-- What the task requires --
Render every line of the records below as a Markdown table with the columns Row and Line, numbering the rows and skipping any blank lines. Leave the pictures out of the answer.

=====

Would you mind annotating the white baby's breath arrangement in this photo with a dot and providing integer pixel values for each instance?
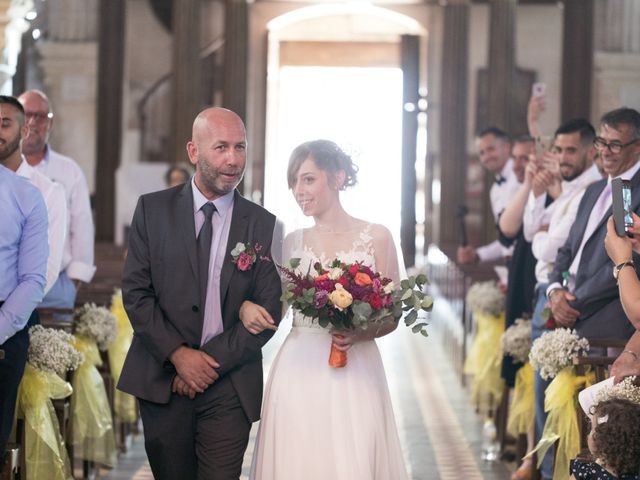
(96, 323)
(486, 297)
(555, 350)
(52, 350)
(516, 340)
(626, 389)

=====

-- Result of the exercise --
| Row | Line |
|---|---|
| 1 | Would you mind annotating the white baby's breath arrangement in this photo with a dot and providing integer pixel values for each instance? |
| 2 | (96, 323) |
| 3 | (486, 297) |
| 4 | (555, 350) |
| 5 | (52, 350) |
| 6 | (516, 340) |
| 7 | (626, 389) |